— start SOURCE PASSAGE —
Selection Bias in product analytics and common pitfalls

Statistical Inference is centered on using random samples effectively. In order to draw a sample at random, one has to ensure that each observation is drawn independently from the same population. A random sample of observations is said to be independent, identically distributed (iid) and this property is key to the Law of Large Numbers, which ensures that the mean of a sample converges to the true mean of the population.

Practically, this implies that when one is analyzing a random sample and evaluating its properties, the analyst can expect those attributes to be true for the underlying population as well. This simple concept is at the basis of the vast majority of data analysis, from surveys to AB testing.

Selection bias occurs when the sample is no longer random, which then implies that its characteristics can be better (positive selection) or worse (negative selection) than the overall population. Here are some examples of selection biases that one may encounter in daily life and as a professional analyst and data scientist:

Analyses of credit card usage: this is conditioned on customers being approved for a credit card, a positive selection. One cannot infer much about the overall population and what would be for customers that were not approved. In technical terms, the data is censored.
Surveys after a purchase: customers that already were aware of a certain store, considered a product and made a purchase, have inherently different characteristics of customers that were not aware or were aware but did not consider buying. Any conclusions from these surveys are only applicable to the population of actual buyers, and cannot be extended to the total addressable market.
Studies on academic achievement and income of kids that were breastfed past one year of age: kids that were breastfed for one year or more likely were born from mothers that were healthy, had higher flexibility on their work schedule or were staying at home, and were well informed on the benefits of breastfeeding. These characteristics create a positive selection that correlates well to other leading causes of academic achievement, such as income, parental education and access to information. In technical terms, these are called “confounding variables.” Any inference on the effect of breastfed milk past one year of age cannot be applied to kids that don’t have the same parental characteristics.
— end SOURCE PASSAGE —
— start DATASET ENTRIES —
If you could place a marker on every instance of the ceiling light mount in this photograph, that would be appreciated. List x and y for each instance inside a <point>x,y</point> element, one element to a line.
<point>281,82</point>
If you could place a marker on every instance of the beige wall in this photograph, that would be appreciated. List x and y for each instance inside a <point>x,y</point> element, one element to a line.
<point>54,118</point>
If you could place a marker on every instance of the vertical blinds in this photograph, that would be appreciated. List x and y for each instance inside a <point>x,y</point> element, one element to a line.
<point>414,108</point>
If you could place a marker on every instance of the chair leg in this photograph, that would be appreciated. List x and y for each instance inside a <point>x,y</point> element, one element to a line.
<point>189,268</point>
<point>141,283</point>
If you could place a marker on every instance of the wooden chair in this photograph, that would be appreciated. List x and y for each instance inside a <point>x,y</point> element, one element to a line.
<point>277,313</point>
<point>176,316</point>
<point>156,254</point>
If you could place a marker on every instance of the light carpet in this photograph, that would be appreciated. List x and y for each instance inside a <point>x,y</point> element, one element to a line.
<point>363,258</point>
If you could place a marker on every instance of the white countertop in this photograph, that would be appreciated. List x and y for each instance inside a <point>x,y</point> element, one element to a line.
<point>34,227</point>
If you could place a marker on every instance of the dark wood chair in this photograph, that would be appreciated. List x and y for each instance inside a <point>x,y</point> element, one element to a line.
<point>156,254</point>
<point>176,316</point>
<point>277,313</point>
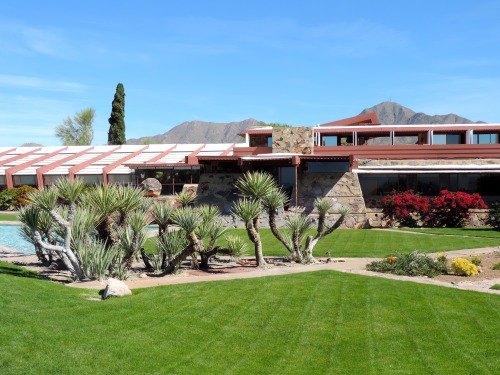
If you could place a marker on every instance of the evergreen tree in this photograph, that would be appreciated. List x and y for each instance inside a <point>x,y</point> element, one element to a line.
<point>116,133</point>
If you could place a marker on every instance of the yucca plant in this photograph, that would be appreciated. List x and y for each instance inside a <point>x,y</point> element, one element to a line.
<point>104,201</point>
<point>323,206</point>
<point>162,215</point>
<point>185,198</point>
<point>248,211</point>
<point>277,199</point>
<point>236,245</point>
<point>170,246</point>
<point>95,257</point>
<point>132,236</point>
<point>33,218</point>
<point>66,193</point>
<point>298,225</point>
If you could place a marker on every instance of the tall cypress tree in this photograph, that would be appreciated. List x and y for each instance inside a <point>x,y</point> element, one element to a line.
<point>116,133</point>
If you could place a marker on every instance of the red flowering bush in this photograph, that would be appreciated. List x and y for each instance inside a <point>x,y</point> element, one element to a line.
<point>452,209</point>
<point>404,207</point>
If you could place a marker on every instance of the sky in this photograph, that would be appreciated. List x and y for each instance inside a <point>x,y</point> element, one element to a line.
<point>294,62</point>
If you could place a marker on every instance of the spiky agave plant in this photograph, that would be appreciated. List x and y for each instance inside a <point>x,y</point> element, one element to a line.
<point>248,211</point>
<point>96,258</point>
<point>33,218</point>
<point>162,215</point>
<point>132,236</point>
<point>170,245</point>
<point>185,198</point>
<point>298,225</point>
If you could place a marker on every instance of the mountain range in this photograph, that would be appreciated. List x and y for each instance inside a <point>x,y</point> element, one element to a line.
<point>389,113</point>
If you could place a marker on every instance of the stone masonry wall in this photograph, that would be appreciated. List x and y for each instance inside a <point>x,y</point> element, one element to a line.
<point>343,188</point>
<point>293,140</point>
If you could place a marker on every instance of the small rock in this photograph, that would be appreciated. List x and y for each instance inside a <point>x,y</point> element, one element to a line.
<point>116,288</point>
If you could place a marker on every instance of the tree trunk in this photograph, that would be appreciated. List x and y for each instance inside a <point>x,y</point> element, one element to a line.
<point>276,232</point>
<point>145,259</point>
<point>254,236</point>
<point>174,263</point>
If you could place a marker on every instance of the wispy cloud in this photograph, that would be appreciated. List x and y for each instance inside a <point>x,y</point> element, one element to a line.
<point>20,38</point>
<point>16,81</point>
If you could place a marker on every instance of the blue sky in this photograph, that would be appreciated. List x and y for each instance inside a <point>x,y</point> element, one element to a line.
<point>300,63</point>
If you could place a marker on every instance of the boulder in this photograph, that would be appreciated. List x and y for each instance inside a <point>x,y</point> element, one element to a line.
<point>116,288</point>
<point>152,187</point>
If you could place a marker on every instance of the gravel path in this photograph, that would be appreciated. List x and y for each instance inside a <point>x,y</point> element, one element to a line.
<point>349,265</point>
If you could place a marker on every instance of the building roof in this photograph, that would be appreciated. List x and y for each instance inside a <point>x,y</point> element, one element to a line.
<point>101,160</point>
<point>363,119</point>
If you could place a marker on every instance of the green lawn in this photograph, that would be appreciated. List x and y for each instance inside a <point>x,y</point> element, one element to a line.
<point>8,217</point>
<point>474,232</point>
<point>370,243</point>
<point>311,323</point>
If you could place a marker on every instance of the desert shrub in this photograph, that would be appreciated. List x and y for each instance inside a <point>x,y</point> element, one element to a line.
<point>7,198</point>
<point>22,193</point>
<point>441,257</point>
<point>404,207</point>
<point>413,264</point>
<point>494,215</point>
<point>475,260</point>
<point>452,209</point>
<point>463,267</point>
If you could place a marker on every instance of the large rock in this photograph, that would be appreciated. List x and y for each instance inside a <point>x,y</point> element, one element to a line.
<point>116,288</point>
<point>152,187</point>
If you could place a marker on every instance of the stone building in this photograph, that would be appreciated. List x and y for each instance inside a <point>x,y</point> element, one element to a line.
<point>354,161</point>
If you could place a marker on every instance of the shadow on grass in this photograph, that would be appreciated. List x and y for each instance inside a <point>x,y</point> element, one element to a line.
<point>11,270</point>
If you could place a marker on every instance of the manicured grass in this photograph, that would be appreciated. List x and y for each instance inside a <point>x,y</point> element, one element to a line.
<point>311,323</point>
<point>474,232</point>
<point>9,217</point>
<point>368,243</point>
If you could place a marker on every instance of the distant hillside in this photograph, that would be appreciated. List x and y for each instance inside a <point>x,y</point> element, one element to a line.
<point>200,132</point>
<point>390,113</point>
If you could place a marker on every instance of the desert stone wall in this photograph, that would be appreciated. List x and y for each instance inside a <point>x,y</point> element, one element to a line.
<point>343,188</point>
<point>298,140</point>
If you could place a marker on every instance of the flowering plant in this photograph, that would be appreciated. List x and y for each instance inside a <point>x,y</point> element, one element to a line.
<point>452,209</point>
<point>404,207</point>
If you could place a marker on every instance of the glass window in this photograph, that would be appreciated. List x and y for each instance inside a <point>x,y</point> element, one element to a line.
<point>92,179</point>
<point>25,180</point>
<point>486,138</point>
<point>123,179</point>
<point>327,167</point>
<point>329,140</point>
<point>447,139</point>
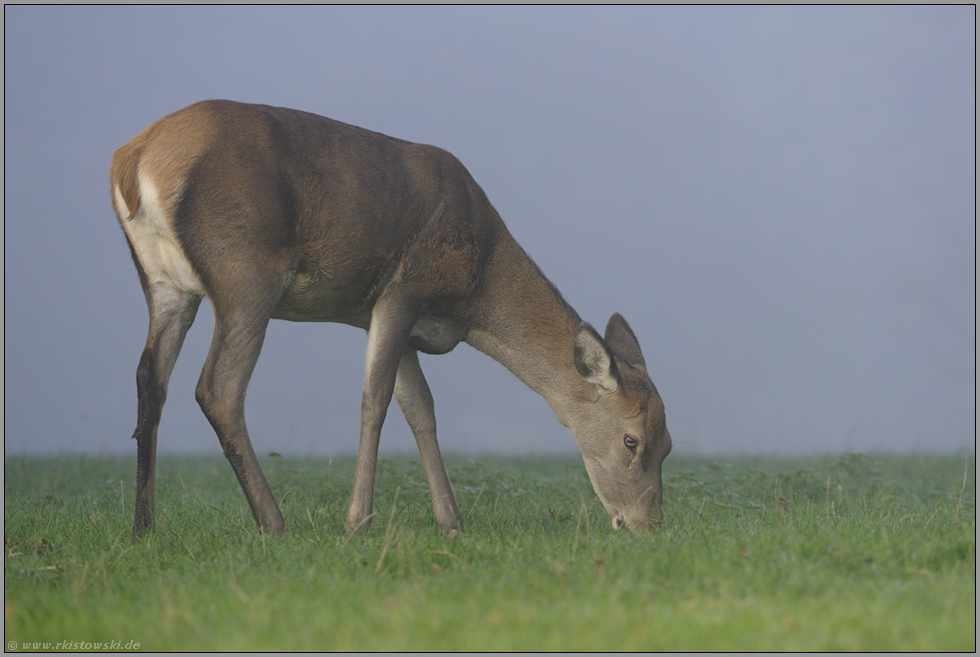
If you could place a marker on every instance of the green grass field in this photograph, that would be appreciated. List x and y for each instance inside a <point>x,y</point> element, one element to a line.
<point>837,553</point>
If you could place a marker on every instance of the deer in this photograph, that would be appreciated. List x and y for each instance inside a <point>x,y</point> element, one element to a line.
<point>278,213</point>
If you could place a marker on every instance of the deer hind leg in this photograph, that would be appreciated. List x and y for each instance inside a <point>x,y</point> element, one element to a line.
<point>392,320</point>
<point>235,348</point>
<point>171,314</point>
<point>415,399</point>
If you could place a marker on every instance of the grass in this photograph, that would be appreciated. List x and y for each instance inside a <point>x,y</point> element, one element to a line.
<point>837,553</point>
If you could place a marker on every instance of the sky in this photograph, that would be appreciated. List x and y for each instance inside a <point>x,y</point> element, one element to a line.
<point>780,201</point>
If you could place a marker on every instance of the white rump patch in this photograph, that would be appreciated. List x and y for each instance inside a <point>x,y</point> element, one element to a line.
<point>156,245</point>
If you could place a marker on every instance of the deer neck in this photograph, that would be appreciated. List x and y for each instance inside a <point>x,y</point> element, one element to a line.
<point>522,321</point>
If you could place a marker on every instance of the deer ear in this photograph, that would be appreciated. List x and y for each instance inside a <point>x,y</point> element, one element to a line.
<point>622,340</point>
<point>594,360</point>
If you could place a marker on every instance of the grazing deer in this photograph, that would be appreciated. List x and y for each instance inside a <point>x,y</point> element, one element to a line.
<point>276,213</point>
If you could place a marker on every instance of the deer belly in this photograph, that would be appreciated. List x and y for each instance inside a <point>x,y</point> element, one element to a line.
<point>432,335</point>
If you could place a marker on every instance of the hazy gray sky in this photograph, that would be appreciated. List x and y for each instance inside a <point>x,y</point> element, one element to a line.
<point>779,200</point>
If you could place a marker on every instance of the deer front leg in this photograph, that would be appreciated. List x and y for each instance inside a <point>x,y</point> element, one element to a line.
<point>415,399</point>
<point>391,323</point>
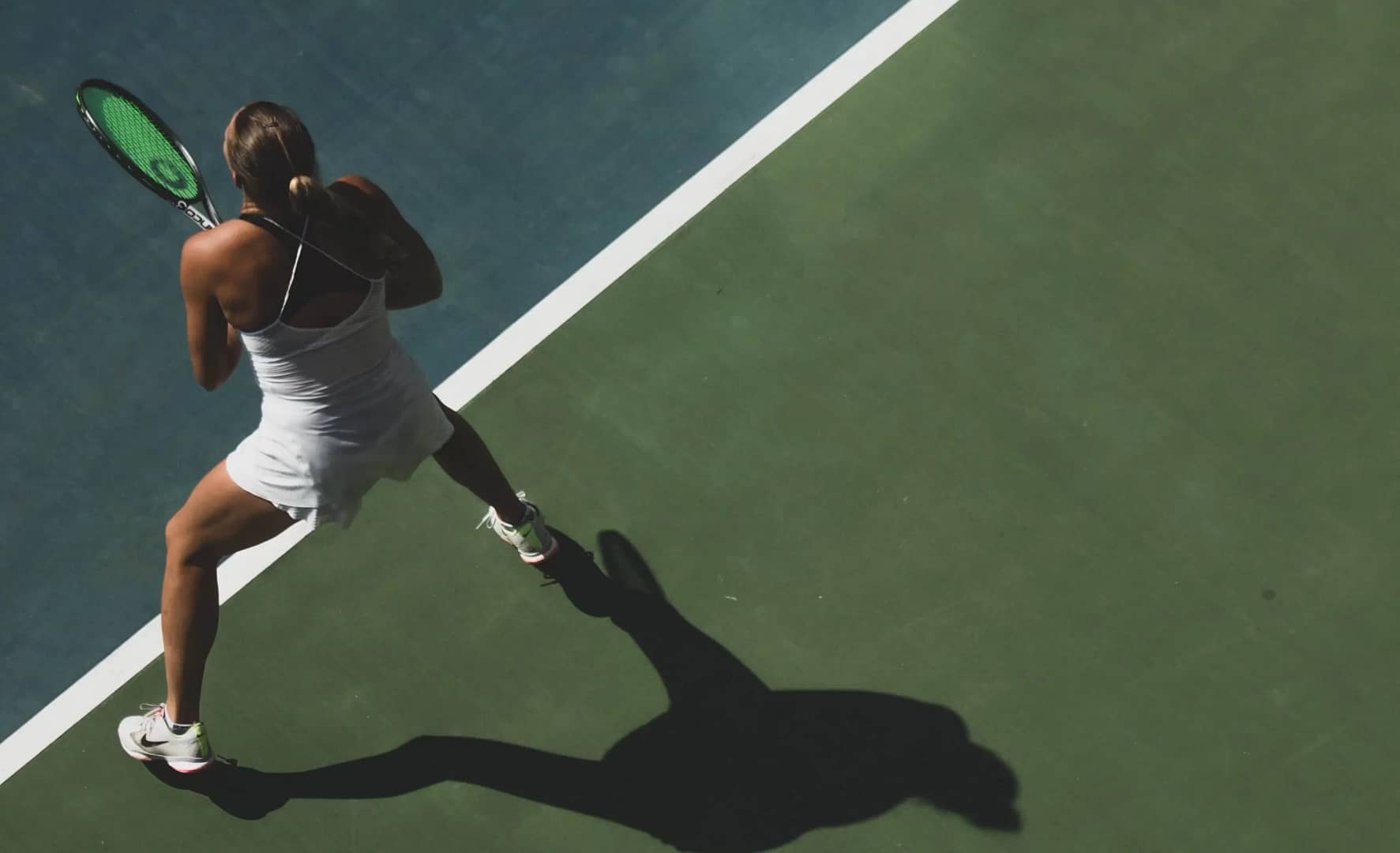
— end DATASET ENTRIES —
• [TASK]
Answer from the selection bias passage:
(a) What property of a random sample does the passage call key to the Law of Large Numbers?
(b) Which kind of selection does the passage say conditions analyses of credit card usage?
(c) What technical term does the passage use for factors such as income, parental education and access to information?

• [PROBLEM SOLUTION]
(a) Being independent, identically distributed (iid).
(b) Positive selection.
(c) Confounding variables.